> Input rows
* * *
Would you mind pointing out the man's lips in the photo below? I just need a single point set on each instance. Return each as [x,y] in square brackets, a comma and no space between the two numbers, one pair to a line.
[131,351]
* * *
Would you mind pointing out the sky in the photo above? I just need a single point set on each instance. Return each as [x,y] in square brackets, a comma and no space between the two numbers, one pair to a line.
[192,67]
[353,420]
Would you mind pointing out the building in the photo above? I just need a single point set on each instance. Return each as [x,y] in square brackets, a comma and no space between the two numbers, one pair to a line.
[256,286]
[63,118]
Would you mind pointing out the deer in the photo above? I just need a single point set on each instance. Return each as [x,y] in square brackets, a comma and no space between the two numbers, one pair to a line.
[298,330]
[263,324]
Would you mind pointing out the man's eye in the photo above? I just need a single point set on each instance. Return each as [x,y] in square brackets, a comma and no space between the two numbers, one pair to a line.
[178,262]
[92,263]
* * *
> Exercise details
Please show every line from the records above that contains the word "building", copied as it appears there.

> Response below
Would you mind pointing out the building in the photo above? I just need a single point set on each instance. Return each as [x,y] in square brackets, a comma and no space between the two numbers, one pair to a line.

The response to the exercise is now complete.